* _TASK STATEMENT_: Write the line that contains "the doorway, one" and each one after it, word for word, ending with the final line of the data.

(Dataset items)
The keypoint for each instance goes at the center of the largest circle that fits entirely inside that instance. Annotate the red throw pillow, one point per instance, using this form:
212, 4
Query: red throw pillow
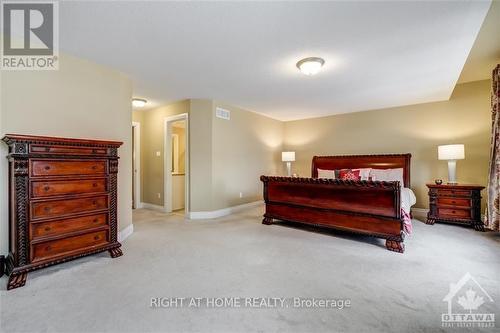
349, 174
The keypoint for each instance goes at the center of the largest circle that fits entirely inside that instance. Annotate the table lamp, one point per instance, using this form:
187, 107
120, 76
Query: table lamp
288, 157
451, 153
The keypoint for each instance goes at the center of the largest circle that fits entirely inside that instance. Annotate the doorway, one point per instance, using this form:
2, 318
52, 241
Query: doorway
136, 165
176, 164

* _TASK RESULT_:
The keypoint for each instance goes at the center of the largest circle that fits entirely inside that instance. Annotate the doorway, one point per instance, using this form:
2, 318
52, 241
Query: doorway
136, 165
176, 164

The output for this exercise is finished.